Objetivo 1>
Extraiga de los registros cada línea que contenga la palabra "wall".

Texto extraído>
.....

La barbarie de los nativos americanos, en realidad, no sería sino su estado de mayor inocencia respecto de la corrompida cultura europea; su modo de vida, signado aún por su “candidez original” (1984: I, 154), estaría menos provisto del “amaneramiento del espíritu humano” y más cercano a “las leyes de la naturaleza” (1984: I, 154). Desde esa óptica idealizadora que naturaliza lo otro y le contrapone los amaneramientos de la costumbre, Montaigne sancionará como ideal y natural la (des)organización política, social y económica, los usos y violencias sobre el cuerpo, la alimentación y la sexualidad de los americanos. Pero esta idealización, en definitiva, no es sino la estrategia textual que permite desplazar el foco de atención desde la representación de la otredad hacia una crítica de la sociedad europea, con tres blancos puntales que, de manera desviada y bajo el amparo de un aparente elogio del caníbal, recibirán el acicate de Montaigne. El ataque más abierto, más general y, quizá por lo mismo, el políticamente menos comprometedor, se dirige hacia los artificios de la cultura. Casi como un movimiento lógico luego de ensalzar la candidez natural de los caníbales, Montaigne desprecia la ornamenta cultural que, de manera intencional o no, oculta como un disfraz la verdadera naturaleza humana. En ese sentido, el pecado del hombre europeo consiste en haberse desviado de las leyes naturales, corrompiendo su condición humana y desvirtuando su potencia original:

Aquella gente es salvaje en el sentido en que salvajes llamamos a las frutas que la naturaleza espontáneamente ha producido, mientras que en verdad las realmente salvajes son las que hemos desviado, con artificio, de lo común. Las otras tienen más vivas y vigorosas sus auténticas y útiles virtudes y propiedades, que nosotros hemos desvirtuado para acomodarlas a nuestro gusto corrompido (1984: I, 153).

.....

Información proporcionada>
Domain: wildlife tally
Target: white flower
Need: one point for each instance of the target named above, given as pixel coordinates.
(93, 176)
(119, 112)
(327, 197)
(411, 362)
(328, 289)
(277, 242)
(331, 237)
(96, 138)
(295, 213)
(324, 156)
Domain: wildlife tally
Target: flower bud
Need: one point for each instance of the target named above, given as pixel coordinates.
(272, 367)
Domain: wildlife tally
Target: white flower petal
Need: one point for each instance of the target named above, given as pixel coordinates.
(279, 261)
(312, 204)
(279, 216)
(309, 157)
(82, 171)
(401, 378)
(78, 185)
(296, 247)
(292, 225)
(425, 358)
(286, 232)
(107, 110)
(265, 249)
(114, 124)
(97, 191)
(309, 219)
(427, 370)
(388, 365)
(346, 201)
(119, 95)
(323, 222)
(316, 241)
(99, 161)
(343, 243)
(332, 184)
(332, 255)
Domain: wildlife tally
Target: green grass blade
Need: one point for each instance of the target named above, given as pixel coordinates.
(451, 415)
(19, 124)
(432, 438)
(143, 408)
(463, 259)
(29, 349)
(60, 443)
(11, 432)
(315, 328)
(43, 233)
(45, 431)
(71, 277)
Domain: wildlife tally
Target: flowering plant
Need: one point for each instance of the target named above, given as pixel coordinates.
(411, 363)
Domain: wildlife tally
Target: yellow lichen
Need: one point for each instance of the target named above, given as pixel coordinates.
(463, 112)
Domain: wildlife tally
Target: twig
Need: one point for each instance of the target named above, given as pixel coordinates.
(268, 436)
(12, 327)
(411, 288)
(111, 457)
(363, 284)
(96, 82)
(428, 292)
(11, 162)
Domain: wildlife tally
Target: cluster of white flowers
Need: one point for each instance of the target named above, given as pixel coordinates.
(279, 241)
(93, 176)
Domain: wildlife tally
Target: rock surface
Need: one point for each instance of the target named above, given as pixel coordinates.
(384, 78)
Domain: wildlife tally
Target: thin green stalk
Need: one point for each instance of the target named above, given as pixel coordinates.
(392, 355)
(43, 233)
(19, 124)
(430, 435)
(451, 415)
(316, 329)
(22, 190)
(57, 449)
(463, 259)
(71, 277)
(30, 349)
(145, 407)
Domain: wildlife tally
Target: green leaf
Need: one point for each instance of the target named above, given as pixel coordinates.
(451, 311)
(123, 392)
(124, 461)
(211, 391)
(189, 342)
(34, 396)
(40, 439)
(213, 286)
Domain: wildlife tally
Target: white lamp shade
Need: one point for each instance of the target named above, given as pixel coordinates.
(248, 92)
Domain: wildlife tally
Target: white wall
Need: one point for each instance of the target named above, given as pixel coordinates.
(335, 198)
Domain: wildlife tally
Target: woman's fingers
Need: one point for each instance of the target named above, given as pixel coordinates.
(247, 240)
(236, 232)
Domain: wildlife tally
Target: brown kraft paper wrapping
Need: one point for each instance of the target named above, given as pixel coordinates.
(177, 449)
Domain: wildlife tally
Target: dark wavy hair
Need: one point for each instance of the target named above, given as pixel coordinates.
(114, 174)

.....

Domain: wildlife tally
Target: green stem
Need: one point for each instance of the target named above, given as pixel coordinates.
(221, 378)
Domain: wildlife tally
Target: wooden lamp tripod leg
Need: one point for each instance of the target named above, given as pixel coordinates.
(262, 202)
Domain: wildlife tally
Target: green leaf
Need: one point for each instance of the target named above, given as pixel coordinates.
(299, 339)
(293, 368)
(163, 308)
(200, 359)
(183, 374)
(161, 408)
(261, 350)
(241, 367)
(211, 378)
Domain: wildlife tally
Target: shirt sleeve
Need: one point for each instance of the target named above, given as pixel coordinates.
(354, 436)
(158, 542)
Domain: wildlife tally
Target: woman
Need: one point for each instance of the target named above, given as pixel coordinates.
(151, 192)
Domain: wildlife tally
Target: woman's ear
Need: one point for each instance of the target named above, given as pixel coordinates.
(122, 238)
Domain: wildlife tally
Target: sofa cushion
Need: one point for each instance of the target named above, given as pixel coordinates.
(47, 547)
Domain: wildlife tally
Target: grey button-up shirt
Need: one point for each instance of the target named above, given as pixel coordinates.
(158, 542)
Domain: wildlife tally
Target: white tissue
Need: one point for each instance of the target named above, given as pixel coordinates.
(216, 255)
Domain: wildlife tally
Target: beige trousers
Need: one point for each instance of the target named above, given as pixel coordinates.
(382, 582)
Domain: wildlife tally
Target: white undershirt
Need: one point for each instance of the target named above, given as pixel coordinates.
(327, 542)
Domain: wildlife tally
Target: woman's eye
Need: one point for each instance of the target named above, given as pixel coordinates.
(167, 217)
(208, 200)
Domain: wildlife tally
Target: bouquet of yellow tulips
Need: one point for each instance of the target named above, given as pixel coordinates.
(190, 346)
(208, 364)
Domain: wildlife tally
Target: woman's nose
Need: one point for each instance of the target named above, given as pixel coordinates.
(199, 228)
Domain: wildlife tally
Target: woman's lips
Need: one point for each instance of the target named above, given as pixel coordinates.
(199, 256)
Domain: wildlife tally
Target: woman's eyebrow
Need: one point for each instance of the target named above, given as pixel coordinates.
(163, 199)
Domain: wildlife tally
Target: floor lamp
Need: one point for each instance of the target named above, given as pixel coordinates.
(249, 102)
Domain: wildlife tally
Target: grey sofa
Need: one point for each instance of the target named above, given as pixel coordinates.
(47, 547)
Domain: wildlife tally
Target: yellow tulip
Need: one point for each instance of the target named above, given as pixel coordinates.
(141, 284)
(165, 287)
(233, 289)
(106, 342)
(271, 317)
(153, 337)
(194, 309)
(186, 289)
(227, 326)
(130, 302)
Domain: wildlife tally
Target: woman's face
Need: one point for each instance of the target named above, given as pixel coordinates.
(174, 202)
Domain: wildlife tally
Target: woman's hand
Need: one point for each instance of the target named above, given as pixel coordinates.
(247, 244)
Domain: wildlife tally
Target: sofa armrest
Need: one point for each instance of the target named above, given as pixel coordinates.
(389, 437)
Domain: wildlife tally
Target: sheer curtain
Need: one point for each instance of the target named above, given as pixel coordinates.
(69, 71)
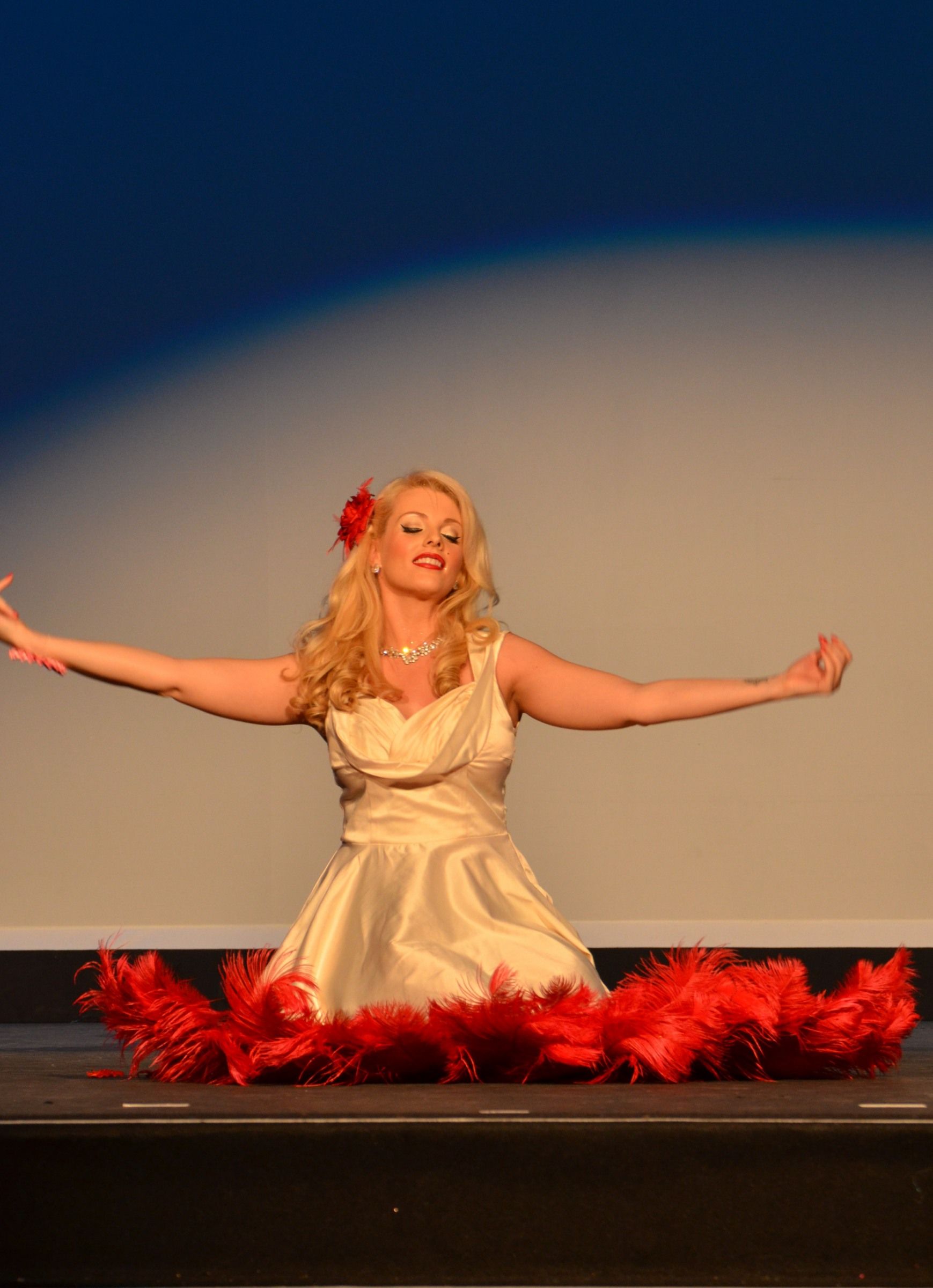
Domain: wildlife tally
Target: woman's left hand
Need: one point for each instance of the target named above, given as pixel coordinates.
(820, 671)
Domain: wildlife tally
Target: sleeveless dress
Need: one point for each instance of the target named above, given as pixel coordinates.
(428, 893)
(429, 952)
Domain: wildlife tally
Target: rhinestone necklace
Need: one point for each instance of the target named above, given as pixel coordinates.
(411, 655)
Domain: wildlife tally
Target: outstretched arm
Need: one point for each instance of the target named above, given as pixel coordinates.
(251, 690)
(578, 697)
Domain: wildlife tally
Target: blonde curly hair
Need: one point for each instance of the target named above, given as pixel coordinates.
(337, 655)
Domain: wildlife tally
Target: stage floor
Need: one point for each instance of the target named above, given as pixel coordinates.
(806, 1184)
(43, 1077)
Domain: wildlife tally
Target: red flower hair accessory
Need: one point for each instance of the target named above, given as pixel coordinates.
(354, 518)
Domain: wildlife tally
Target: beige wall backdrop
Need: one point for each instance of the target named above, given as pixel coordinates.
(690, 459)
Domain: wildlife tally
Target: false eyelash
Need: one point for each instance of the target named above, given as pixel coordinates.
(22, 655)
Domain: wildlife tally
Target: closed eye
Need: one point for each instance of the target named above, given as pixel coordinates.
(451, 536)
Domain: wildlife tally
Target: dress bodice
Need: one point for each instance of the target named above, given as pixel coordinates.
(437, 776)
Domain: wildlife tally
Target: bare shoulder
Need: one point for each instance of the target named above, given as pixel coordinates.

.....

Objetivo 2>
Según el texto sobre Montaigne, ¿hacia qué se dirige el ataque más abierto y más general de Montaigne?

Respuesta correcta 1>
Target: white wall
Target: beige wall backdrop

Respuesta correcta 2>
Hacia los artificios de la cultura.